◆ Task description
Output the line containing "Task: identify the fluffy" and each line after it through the end of the data, exactly as written, with pictures left out.
----
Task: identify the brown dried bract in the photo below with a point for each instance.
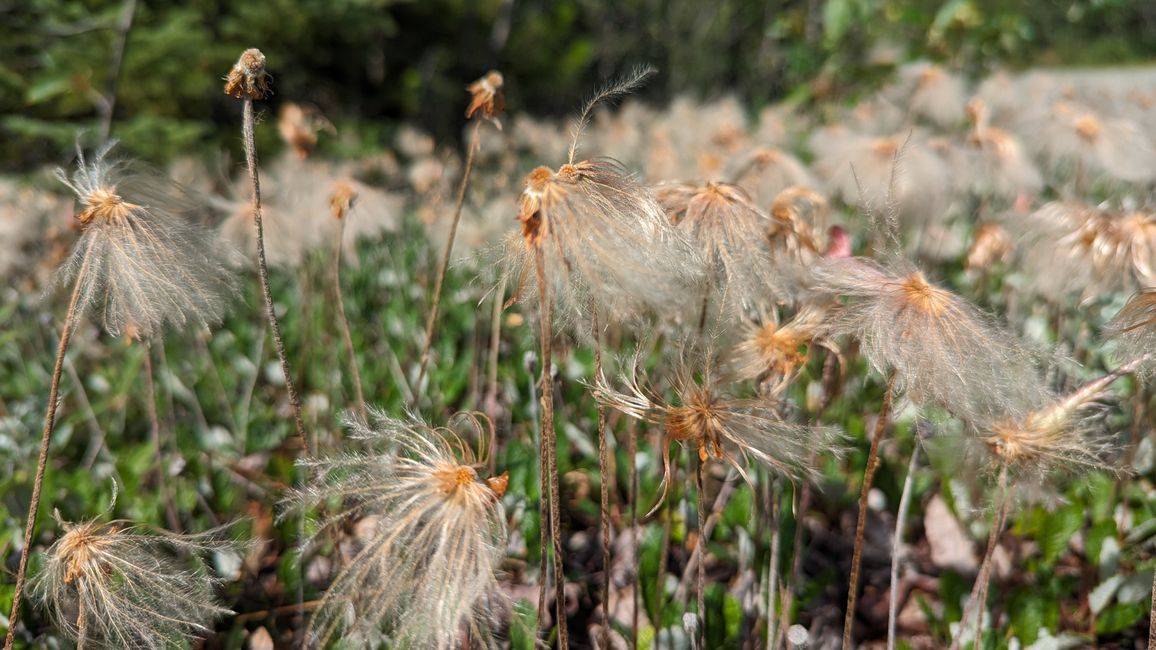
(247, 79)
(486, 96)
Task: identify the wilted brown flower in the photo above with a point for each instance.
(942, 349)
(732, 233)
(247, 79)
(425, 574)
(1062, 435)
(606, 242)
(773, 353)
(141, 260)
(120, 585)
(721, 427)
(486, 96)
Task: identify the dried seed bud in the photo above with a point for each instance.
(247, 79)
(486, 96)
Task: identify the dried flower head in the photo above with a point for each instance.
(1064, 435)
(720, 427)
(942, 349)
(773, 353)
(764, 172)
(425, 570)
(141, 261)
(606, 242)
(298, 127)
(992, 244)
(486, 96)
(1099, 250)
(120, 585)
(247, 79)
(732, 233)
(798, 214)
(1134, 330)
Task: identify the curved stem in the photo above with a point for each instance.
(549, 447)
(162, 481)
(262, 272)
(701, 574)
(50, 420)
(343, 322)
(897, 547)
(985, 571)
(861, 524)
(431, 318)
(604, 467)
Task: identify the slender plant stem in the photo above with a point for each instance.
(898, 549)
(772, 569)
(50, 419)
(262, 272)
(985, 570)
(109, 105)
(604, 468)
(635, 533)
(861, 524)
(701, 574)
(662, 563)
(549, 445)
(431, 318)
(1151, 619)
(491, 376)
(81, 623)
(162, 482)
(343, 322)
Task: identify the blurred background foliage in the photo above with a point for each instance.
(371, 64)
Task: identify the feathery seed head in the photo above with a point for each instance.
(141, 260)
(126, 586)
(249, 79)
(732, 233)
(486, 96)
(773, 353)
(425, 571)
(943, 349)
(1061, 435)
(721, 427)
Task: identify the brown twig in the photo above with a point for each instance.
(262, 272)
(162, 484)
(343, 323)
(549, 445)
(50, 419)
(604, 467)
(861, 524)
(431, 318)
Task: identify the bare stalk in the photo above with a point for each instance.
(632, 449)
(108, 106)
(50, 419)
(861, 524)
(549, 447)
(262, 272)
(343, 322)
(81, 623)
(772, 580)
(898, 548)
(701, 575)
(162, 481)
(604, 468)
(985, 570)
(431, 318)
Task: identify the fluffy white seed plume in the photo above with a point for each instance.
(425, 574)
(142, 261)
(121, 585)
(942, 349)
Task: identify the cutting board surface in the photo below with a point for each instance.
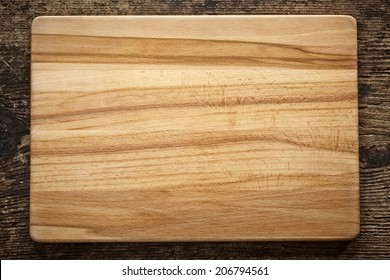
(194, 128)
----
◆ Your response
Task: identify the fluffy white seed plume in the photo above with a point for each instance.
(425, 574)
(142, 261)
(121, 585)
(942, 349)
Task: identify the cutting board surface in the photo below with a point for each instance.
(194, 128)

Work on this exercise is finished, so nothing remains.